##### Exercise input

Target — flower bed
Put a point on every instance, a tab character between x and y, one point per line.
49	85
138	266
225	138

##########

- What is required: Turn the data above into a Markdown table with two columns, Row and Line. Give each non-blank line its own row number and skip any blank lines.

- Complete response:
| Row | Line |
|---|---|
| 1 | Target — flower bed |
| 2 | Put a point on every instance, a tab character between x and y, one point per line. |
| 3 | 49	85 |
| 4 | 138	266 |
| 5 | 225	138 |